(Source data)
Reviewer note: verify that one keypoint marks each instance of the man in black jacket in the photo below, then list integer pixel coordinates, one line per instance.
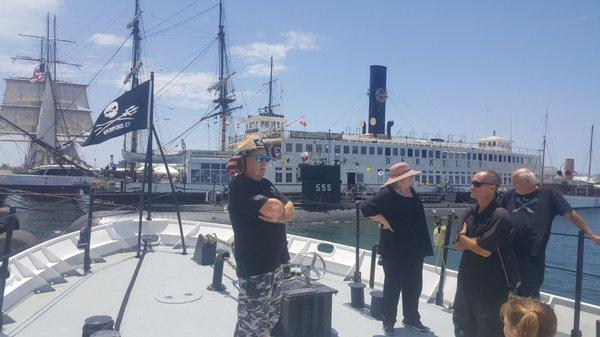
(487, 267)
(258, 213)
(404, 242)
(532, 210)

--

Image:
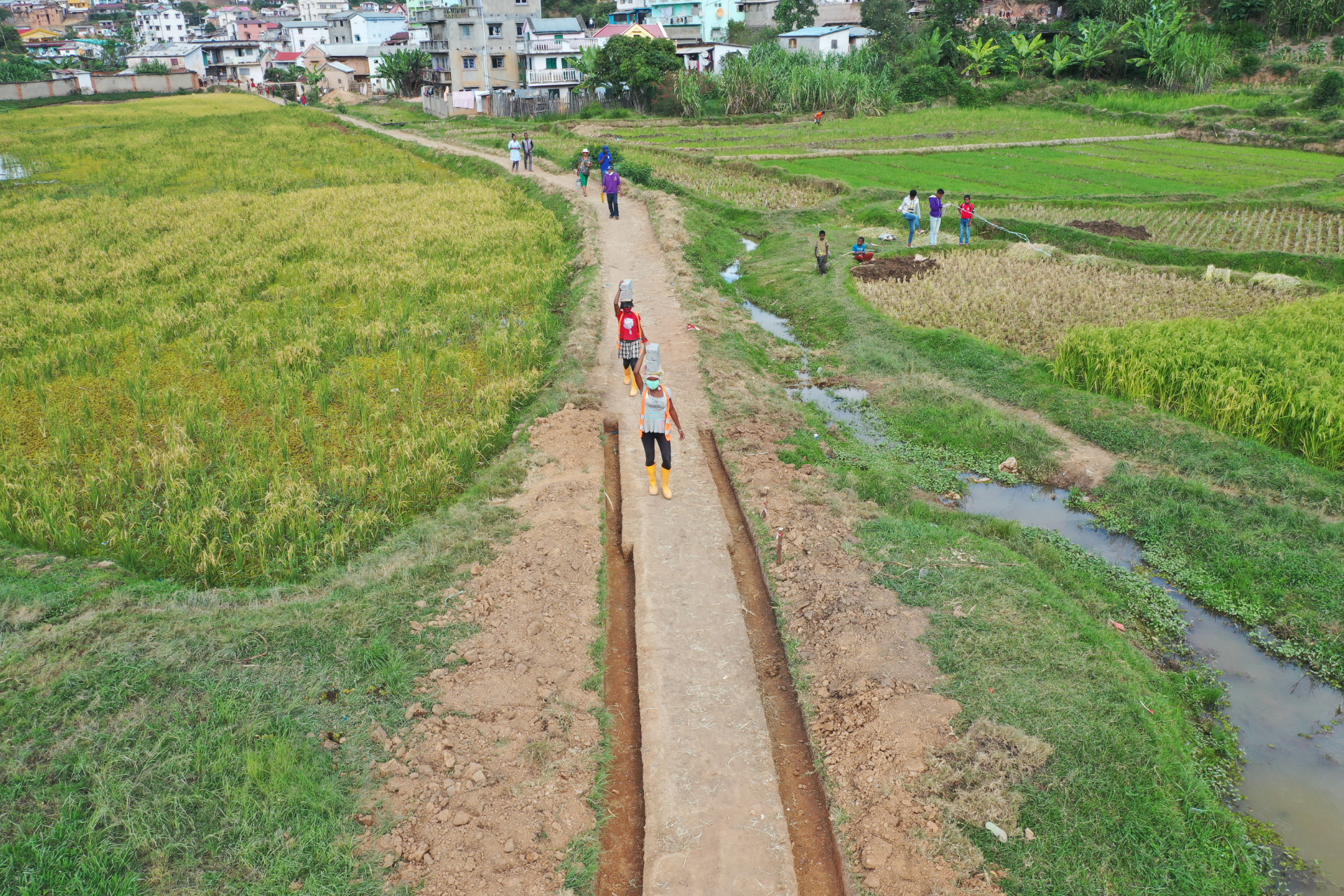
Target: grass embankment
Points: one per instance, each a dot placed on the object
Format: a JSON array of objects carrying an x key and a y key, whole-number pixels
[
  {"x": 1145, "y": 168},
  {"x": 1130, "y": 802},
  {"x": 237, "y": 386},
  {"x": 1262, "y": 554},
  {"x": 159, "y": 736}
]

--

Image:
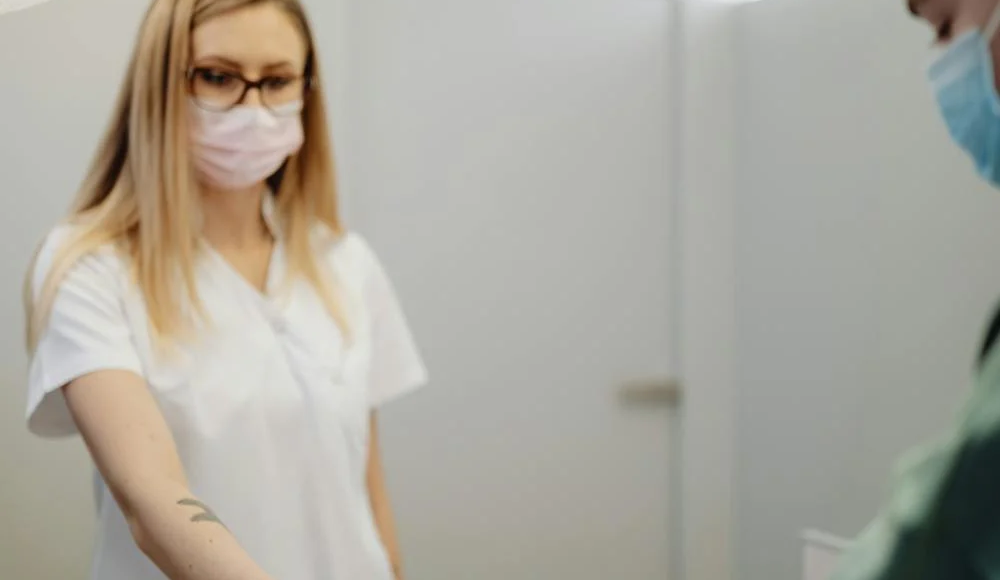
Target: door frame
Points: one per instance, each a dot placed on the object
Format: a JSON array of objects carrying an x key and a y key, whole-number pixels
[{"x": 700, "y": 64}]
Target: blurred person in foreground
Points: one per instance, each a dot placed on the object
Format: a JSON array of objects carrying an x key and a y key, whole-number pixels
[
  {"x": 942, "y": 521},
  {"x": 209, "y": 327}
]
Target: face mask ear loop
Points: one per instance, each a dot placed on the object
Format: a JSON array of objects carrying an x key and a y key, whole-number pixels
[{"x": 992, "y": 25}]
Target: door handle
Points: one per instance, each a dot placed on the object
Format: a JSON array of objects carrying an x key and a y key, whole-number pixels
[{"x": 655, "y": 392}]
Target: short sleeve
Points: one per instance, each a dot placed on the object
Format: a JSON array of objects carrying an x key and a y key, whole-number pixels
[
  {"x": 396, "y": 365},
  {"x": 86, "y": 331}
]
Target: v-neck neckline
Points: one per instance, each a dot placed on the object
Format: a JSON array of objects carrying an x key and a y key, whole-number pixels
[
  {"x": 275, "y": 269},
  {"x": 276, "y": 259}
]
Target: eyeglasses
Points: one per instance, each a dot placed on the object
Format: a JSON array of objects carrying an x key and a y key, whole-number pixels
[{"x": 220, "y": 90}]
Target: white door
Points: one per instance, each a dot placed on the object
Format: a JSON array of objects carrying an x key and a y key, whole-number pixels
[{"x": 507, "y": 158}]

- _EXERCISE BRIEF_: Among the lines above, which hold the word "Target"? Report each one.

- _YOUR SOLUTION_:
Target: grass embankment
Target: door frame
Target: blurred person in foreground
Target: face mask ear loop
Target: door handle
Target: short sleeve
Target: v-neck neckline
Target: eyeglasses
Target: white door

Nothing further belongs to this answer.